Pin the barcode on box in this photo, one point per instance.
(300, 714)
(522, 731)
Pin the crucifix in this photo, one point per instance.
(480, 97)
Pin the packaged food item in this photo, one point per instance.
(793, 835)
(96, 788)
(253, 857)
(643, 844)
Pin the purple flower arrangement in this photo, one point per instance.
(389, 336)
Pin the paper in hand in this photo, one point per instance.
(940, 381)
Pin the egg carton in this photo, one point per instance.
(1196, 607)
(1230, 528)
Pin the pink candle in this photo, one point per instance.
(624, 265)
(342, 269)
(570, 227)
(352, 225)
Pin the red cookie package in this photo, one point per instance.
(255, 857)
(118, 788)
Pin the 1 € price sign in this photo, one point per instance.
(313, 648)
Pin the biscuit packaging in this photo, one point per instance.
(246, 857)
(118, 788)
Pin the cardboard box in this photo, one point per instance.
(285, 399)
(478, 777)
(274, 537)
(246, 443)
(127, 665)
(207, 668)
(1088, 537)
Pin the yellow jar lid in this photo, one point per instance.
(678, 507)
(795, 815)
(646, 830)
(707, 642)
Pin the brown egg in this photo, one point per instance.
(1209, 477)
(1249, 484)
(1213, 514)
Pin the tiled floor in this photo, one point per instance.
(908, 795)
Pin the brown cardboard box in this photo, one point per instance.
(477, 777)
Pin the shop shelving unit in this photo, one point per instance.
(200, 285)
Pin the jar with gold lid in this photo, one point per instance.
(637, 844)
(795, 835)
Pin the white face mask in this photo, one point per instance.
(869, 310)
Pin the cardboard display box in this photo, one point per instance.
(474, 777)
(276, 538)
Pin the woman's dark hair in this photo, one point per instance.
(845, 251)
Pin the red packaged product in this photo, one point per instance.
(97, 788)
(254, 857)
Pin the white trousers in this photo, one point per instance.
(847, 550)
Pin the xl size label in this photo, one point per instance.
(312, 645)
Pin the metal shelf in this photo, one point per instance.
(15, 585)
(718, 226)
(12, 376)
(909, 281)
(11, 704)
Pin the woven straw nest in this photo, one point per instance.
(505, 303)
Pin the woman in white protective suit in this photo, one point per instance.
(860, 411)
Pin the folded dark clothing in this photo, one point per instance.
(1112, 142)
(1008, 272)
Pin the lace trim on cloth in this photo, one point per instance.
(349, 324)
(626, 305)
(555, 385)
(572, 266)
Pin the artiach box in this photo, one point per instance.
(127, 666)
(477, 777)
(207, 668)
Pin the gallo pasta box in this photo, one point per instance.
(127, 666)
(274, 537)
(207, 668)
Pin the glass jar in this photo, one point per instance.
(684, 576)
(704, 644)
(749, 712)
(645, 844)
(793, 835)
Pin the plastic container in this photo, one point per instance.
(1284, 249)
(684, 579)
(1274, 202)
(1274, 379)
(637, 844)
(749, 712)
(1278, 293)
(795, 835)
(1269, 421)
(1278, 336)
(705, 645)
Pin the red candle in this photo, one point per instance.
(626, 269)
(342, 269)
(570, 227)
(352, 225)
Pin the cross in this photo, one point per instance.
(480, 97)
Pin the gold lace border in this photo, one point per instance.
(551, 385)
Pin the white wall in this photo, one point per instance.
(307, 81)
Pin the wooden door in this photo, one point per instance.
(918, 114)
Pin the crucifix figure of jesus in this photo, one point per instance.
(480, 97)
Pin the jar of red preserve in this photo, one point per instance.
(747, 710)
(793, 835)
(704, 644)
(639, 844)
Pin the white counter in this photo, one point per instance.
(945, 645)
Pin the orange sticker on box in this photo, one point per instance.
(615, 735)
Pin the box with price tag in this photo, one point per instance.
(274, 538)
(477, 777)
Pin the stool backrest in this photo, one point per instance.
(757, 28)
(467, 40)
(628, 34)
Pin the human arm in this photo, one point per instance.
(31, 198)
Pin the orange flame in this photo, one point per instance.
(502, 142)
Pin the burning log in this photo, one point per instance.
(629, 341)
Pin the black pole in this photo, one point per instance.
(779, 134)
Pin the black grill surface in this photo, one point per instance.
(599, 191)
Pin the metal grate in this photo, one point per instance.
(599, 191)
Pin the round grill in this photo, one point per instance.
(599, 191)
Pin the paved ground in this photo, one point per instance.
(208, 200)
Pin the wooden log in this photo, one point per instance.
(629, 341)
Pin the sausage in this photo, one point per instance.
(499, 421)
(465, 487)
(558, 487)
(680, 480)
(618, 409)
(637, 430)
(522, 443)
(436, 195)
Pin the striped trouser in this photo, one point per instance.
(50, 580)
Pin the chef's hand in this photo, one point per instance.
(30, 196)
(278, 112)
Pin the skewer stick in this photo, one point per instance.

YOUR INSTRUCTIONS:
What you return must match the listing above exactly, with every line included.

EXERCISE RESULT:
Pin the barcode on box in this photo, one point per instance.
(300, 714)
(522, 731)
Pin the crucifix in this photo, one point per instance.
(480, 97)
Pin the packaged food item in this photo, one point per instance.
(793, 835)
(96, 788)
(253, 857)
(643, 844)
Pin the purple flower arrangement in this photo, one point per instance.
(389, 336)
Pin the paper in hand in this photo, one point per instance.
(940, 381)
Pin the egg carton in this photo, one point per instance.
(1196, 607)
(1230, 528)
Pin the pink candle in this photo, one point per instance.
(624, 265)
(342, 269)
(570, 227)
(352, 225)
Pin the red cookie package in this photo, one point per instance.
(255, 857)
(118, 788)
Pin the 1 € price sign in this photo, one point per instance.
(313, 648)
Pin the biscuit packaging in this photo, one point per instance.
(246, 857)
(118, 788)
Pin the cardboard box in this photo, one point per instance.
(285, 399)
(478, 777)
(274, 537)
(246, 443)
(127, 665)
(207, 668)
(1088, 537)
Pin the yellow jar lid in this photo, one point per instance.
(678, 507)
(795, 815)
(646, 830)
(707, 642)
Pin the brown egg in this photo, one point per instance.
(1209, 477)
(1249, 484)
(1213, 514)
Pin the tiled floor in this photo, one point per instance.
(908, 795)
Pin the brown cardboard box in this photo, one point per instance.
(477, 777)
Pin the shop shelving unit in this photo, one point per instance.
(200, 285)
Pin the jar with gold lid in this photo, one point per instance.
(637, 844)
(795, 835)
Pin the white face mask in this photo, one point per instance.
(869, 310)
Pin the cardboard display box in this photo, one point per instance.
(474, 777)
(276, 538)
Pin the woman's dark hair in this photo, one point per instance.
(845, 251)
Pin the red packaged product in this photo, one point per instance.
(97, 788)
(254, 857)
Pin the white trousers in this photo, one point per instance.
(847, 550)
Pin the xl size label in this photo, one point per instance.
(312, 645)
Pin the metal shelf in this photo, one point per instance.
(15, 585)
(718, 226)
(12, 376)
(909, 281)
(11, 704)
Pin the woven straw nest in this photo, one point per instance.
(505, 303)
Pin the woman in white protective suit in this photo, one point per instance.
(860, 411)
Pin the folded dark clothing in this photo, one point per instance.
(1112, 142)
(1008, 272)
Pin the lace trim on cloth in this photo, one point per instance.
(349, 324)
(626, 305)
(555, 385)
(572, 266)
Pin the artiach box in this photo, one point per instance.
(127, 666)
(477, 777)
(207, 668)
Pin the gallo pasta box in this photo, one point per instance.
(127, 666)
(274, 537)
(207, 668)
Pin the glass jar in this photo, one point per instance.
(684, 576)
(704, 644)
(749, 712)
(645, 844)
(793, 835)
Pin the plastic container in this photo, one point per instance.
(1284, 249)
(684, 579)
(1274, 202)
(1274, 379)
(637, 844)
(749, 712)
(1278, 293)
(795, 835)
(1269, 421)
(1278, 336)
(705, 645)
Pin the red candle in this photo, one point per instance.
(626, 269)
(342, 269)
(570, 227)
(352, 225)
Pin the cross in this photo, one point per instance.
(480, 97)
Pin the gold lace border in this photo, one point per instance.
(551, 385)
Pin the white wall in this photo, one point per instance.
(307, 81)
Pin the wooden door in this photo, one point per instance.
(918, 114)
Pin the crucifix figure of jesus in this photo, one point per instance.
(480, 97)
Pin the jar of red preserve in this photo, one point per instance.
(747, 710)
(793, 835)
(704, 644)
(639, 844)
Pin the white counter in this photo, one point per instance.
(945, 645)
Pin the orange sticker on box in this photo, one point per instance.
(615, 735)
Pin the box with price tag in this photo, one point per instance.
(274, 538)
(477, 777)
Pin the stool backrest in this photo, one point per instance.
(757, 28)
(467, 40)
(628, 34)
Pin the human arm in this photo, one point per instance.
(31, 198)
Pin the orange flame in this photo, one point per instance.
(502, 142)
Pin the burning log in this photo, one point per instance.
(629, 341)
Pin the black pole in this photo, one point per instance.
(779, 134)
Pin the black grill surface in this photo, one point per instance.
(599, 191)
Pin the metal grate in this photo, one point per instance.
(599, 191)
Pin the round grill in this photo, one point per instance.
(599, 191)
Pin the paved ground in this photo, one point per instance.
(208, 200)
Pin the wooden log in this photo, one point per instance.
(629, 341)
Pin the sausage in this photo, one point per instance.
(499, 421)
(465, 487)
(558, 487)
(680, 480)
(618, 409)
(637, 430)
(522, 443)
(436, 195)
Pin the striped trouser in this photo, one point per instance.
(50, 580)
Pin the chef's hand in this photo, one point per instance.
(30, 196)
(278, 112)
Pin the skewer stick in this photo, one point per instance.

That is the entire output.